#### RECORDS FOR THE EXERCISE:
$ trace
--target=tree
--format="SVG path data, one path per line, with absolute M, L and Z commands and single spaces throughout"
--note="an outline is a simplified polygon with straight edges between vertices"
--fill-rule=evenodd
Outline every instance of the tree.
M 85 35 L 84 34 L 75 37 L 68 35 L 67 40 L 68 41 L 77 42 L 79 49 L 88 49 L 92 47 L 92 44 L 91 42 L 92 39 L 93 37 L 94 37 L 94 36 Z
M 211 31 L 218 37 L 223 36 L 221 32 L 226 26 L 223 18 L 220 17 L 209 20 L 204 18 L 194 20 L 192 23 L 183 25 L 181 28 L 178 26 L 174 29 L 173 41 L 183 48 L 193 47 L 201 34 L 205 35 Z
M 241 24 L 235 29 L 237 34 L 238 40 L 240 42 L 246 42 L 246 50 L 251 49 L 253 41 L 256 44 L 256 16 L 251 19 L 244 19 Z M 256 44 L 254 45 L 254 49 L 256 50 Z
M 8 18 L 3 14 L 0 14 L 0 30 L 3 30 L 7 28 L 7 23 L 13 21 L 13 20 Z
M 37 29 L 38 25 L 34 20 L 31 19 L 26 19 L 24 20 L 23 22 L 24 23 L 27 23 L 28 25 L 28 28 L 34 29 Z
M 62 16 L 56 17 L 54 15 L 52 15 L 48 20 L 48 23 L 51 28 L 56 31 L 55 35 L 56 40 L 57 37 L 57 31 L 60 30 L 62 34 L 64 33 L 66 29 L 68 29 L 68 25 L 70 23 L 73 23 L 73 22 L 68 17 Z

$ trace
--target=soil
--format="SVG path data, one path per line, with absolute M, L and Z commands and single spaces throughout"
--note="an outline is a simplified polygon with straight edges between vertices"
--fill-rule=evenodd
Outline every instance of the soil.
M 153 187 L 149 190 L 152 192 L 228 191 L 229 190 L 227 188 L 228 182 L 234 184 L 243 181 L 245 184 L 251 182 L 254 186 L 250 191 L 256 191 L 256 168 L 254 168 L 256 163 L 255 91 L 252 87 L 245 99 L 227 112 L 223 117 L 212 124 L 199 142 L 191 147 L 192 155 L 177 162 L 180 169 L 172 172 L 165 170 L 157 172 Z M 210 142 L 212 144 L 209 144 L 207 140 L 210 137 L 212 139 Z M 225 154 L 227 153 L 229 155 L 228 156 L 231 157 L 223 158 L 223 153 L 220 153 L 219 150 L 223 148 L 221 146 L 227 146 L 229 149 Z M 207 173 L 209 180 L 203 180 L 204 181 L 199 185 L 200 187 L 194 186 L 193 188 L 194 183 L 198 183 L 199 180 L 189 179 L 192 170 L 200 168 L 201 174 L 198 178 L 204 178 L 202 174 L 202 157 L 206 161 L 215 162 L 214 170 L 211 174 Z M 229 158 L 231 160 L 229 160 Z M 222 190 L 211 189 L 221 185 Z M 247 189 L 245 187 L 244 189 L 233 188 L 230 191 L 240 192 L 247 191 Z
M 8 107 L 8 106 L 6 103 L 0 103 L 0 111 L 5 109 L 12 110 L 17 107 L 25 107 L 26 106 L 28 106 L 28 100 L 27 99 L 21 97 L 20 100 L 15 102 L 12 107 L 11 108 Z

...

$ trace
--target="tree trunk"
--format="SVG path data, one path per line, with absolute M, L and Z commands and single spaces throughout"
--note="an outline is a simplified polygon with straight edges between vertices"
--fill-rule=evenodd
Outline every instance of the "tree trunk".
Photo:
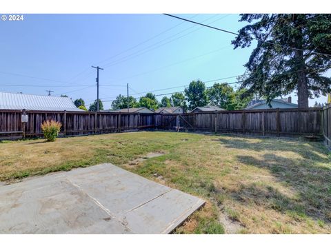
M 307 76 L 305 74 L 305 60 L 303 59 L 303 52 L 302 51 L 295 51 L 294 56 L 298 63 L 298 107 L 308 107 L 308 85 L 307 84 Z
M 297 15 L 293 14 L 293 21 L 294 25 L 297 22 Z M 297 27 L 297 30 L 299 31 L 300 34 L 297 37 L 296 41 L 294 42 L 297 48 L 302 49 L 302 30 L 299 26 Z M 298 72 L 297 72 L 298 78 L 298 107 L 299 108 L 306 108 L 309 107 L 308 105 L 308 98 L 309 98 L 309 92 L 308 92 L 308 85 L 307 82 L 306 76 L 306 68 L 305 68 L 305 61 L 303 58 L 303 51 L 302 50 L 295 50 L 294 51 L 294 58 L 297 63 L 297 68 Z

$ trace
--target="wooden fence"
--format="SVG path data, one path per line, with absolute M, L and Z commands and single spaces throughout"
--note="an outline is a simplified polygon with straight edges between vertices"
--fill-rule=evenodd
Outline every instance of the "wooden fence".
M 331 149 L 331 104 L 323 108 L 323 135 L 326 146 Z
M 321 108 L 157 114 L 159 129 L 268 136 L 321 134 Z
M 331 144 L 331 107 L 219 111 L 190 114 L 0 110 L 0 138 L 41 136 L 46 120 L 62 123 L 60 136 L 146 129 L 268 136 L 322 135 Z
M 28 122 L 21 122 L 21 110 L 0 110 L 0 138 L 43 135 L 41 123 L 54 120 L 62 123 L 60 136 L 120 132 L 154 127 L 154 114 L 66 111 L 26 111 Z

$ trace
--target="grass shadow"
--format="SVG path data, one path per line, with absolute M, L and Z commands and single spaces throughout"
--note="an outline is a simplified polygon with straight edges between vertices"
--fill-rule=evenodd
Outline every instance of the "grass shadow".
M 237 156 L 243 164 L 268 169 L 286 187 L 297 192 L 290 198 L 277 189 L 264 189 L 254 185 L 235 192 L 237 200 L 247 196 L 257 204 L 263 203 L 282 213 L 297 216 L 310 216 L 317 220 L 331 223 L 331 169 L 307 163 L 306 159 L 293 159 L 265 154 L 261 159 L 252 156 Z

#### STATED EXERCISE:
State how many lines in the records above contain the string "instance". Respond with the number alone.

#### FINISHED EXERCISE:
5